**Passage**.
-- Opening Marker --

How to Reduce Hallucinations in LLMs for Reliable Enterprise Use
Gen AI has been well-received by enterprise decision-makers. Yet, wary of technology pitfalls from past experience, they have expressed serious concern about hallucinations, which are demonstrably false model responses.
Just how challenging is the problem? A recent study found that LLMs may hallucinate between 3-27% of the time, depending on the model. In specific contexts, this may be much worse. Another study found that LLMs provide false legal information between 69-88% of the time – very worrying given the criticality of legal transactions.
When LLMs Lie
What are hallucinations? Large language models (LLMs), such as GPT-4, Llama 3, and Mixtral, can generate rapid, fluent responses to varied user prompts in many scenarios. But some of these are nonsensical, some are untruthful but hard to detect as incorrect, and a few are accurate but not derived from source data, all categories that make it seem that the model is hallucinating. The underlying reasons that drive the LLMs to behave this way include not giving them enough context while training, overfitting them, and data ingestion errors such as wrong encoding.
It is still early days, but undesirable scenarios caused by hallucinations may convince enterprise leaders to pull back on funding gen AI initiatives and make business heads reluctant to pilot or deploy solutions.
To begin with, business users may hesitate to use LLM tools in their daily work when they find that they cannot trust the output, setting up a significant barrier to adoption. Second, even a single failure to detect hallucinations in sensitive use cases, such as health care, can cause serious harm to external stakeholders like patients and significant reputational damage to the organization, negating any ROI.
Guiding Models to Tell the Truth: Why Retrieval Augmented Generation (RAG) helps
Technology leaders, extremely aware of the urgent need to increase the reliability of LLM outputs, are quickly creating effective governance, including automated and human-guided accuracy checks. The strategies being tried include using guardrails with prompts, providing examples of the desired output while querying, and regularly fine-tuning the data sets that train the LLMs.

-- Closing Marker --

**Assigned task 1**.
Write out the passage of the article on LLM hallucinations starting at "To begin with, business" and ending at "negating any ROI.".
**Assigned task 2**.
According to the article on LLM hallucinations, how often did one study find that LLMs provide false legal information?
The entries that follow have no connection to the article on LLM hallucinations.

Source data:
-- Opening Marker --

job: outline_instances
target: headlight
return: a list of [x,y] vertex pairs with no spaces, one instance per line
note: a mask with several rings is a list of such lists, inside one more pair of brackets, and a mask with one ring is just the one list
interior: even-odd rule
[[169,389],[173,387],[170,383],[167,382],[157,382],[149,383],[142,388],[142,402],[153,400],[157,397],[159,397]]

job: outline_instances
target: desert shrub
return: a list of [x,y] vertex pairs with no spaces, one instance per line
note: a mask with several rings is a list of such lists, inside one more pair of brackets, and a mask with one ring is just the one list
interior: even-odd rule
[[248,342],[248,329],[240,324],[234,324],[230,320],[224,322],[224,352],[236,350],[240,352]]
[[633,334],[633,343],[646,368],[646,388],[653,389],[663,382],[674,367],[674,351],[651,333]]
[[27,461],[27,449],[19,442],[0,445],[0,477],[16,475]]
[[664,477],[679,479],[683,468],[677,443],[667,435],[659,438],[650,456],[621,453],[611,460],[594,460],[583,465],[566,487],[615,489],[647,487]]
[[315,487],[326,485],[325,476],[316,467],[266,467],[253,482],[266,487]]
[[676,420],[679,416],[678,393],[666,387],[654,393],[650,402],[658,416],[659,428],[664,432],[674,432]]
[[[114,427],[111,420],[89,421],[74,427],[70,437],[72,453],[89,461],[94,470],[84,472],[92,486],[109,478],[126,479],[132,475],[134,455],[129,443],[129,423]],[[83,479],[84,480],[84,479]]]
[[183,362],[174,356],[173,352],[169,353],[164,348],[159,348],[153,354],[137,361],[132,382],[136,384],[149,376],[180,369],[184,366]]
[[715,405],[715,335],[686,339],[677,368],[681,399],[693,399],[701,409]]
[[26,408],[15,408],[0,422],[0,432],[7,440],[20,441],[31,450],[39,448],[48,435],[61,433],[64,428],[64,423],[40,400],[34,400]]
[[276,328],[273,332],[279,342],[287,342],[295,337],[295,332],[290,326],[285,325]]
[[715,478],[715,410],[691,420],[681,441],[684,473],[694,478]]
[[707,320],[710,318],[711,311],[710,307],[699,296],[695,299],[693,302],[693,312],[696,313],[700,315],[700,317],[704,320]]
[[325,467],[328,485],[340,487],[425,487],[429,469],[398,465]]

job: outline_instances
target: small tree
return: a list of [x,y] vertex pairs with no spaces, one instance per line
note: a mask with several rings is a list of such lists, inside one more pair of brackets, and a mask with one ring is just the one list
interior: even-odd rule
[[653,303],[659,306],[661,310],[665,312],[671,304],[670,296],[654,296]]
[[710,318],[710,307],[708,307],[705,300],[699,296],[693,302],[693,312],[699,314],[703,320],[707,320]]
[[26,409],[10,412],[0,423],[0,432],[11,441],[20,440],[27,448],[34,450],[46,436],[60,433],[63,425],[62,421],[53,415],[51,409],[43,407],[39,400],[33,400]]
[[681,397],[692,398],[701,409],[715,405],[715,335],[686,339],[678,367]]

-- Closing Marker --

**Response box 1**.
To begin with, business users may hesitate to use LLM tools in their daily work when they find that they cannot trust the output, setting up a significant barrier to adoption. Second, even a single failure to detect hallucinations in sensitive use cases, such as health care, can cause serious harm to external stakeholders like patients and significant reputational damage to the organization, negating any ROI.

**Response box 2**.
Between 69-88% of the time.